# Exercise text:
*** Block opens ***

It’s harder to install a stop sign in Seattle than to close 20 miles of streets

By MARIYA FROST  | 
May 12, 2020
BLOG

Recently, Seattle Mayor Jenny Durkan announced that 20 miles of Seattle street closures to car traffic will become permanent. The closed streets are called “Stay Healthy Streets.”

She explained that “Stay Healthy Streets are an important tool for families in our neighborhoods to get outside, get some exercise and enjoy the nice weather.” The Seattle Department of Transportation (SDOT) justified the change by arguing that COVID-19 and the “new normal” will give the City the opportunity “to build a more livable, safer city of the future for all.”

As traffic has decreased due to the pandemic and subsequent Stay-at-Home order, Seattle is focused on maintaining traffic reductions, and implementing its pre-COVID agenda to expand bike and pedestrian infrastructure.

“By adding Street Closed signs people can stay close to home and have additional space for physical distancing 24 hours a day, seven days a week,” the agency notes in their blog. They clarify that “residents can drive to their homes and delivery services can still occur.”

*** Block closes ***

# Tasks and exercises:
(a) Translate this sentence from the Seattle street closures post into Spanish: "The closed streets are called “Stay Healthy Streets.”"
(b) Rewrite the part of the Seattle street closures post that opens with the words containing "Recently, Seattle Mayor" and closes with "and pedestrian infrastructure.", swapping "pandemic" for "outbreak".
(c) Based on the Seattle street closures post, decide whether each statement holds, and quote the words that settle it. (i) The 20 miles of street closures are meant to become permanent. (ii) Residents may not drive to their homes on the closed streets. (iii) The Street Closed signs provide extra distancing space only on weekdays.

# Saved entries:
*** Block opens ***

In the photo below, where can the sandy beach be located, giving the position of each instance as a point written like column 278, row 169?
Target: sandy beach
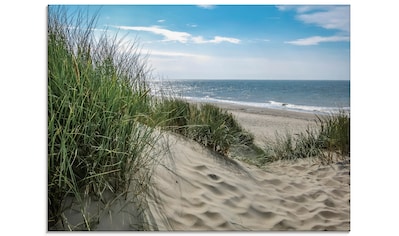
column 196, row 189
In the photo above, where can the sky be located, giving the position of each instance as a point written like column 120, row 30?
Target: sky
column 309, row 42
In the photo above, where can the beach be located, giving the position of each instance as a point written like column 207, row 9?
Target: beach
column 197, row 189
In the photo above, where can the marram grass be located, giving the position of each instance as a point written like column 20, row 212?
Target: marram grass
column 101, row 121
column 96, row 95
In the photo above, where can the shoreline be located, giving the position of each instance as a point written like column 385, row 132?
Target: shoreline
column 266, row 123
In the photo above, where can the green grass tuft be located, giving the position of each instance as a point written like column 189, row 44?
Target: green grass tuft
column 96, row 95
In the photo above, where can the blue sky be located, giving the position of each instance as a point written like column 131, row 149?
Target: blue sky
column 237, row 41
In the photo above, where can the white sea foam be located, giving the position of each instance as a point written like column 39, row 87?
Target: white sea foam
column 274, row 105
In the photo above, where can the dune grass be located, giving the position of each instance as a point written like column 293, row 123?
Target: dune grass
column 96, row 96
column 331, row 137
column 101, row 120
column 206, row 124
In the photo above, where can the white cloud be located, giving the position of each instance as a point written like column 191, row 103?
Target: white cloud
column 176, row 54
column 328, row 17
column 169, row 35
column 334, row 18
column 216, row 39
column 209, row 7
column 315, row 40
column 182, row 37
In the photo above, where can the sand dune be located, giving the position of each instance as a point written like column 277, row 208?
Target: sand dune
column 196, row 189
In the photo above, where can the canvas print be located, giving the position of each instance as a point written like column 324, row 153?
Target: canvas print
column 198, row 117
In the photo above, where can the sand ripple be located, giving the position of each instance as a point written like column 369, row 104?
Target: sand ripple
column 205, row 193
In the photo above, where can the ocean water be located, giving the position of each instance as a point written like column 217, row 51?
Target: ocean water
column 318, row 96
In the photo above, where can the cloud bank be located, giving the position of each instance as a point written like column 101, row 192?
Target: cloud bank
column 177, row 36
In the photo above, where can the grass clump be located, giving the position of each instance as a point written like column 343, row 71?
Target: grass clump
column 330, row 137
column 206, row 124
column 96, row 95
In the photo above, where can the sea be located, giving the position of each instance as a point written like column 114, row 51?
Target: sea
column 313, row 96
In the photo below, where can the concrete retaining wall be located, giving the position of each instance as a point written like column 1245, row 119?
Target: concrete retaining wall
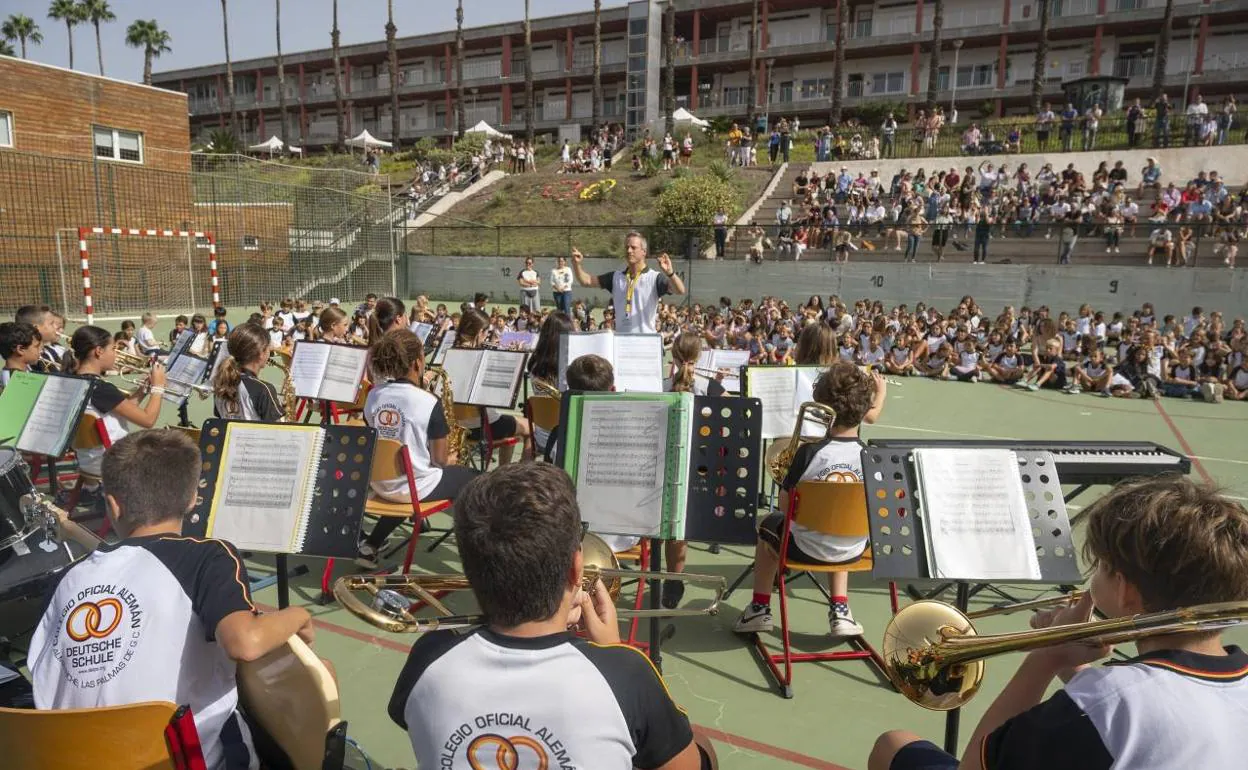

*** Block closes ***

# Responses by item number:
(a) Las calles cerradas se denominan “Stay Healthy Streets”.

(b)
Recently, Seattle Mayor Jenny Durkan announced that 20 miles of Seattle street closures to car traffic will become permanent. The closed streets are called “Stay Healthy Streets.”

She explained that “Stay Healthy Streets are an important tool for families in our neighborhoods to get outside, get some exercise and enjoy the nice weather.” The Seattle Department of Transportation (SDOT) justified the change by arguing that COVID-19 and the “new normal” will give the City the opportunity “to build a more livable, safer city of the future for all.”

As traffic has decreased due to the outbreak and subsequent Stay-at-Home order, Seattle is focused on maintaining traffic reductions, and implementing its pre-COVID agenda to expand bike and pedestrian infrastructure.

(c)
(i) Yes: "20 miles of Seattle street closures to car traffic will become permanent"
(ii) No: "residents can drive to their homes and delivery services can still occur"
(iii) No: "24 hours a day, seven days a week"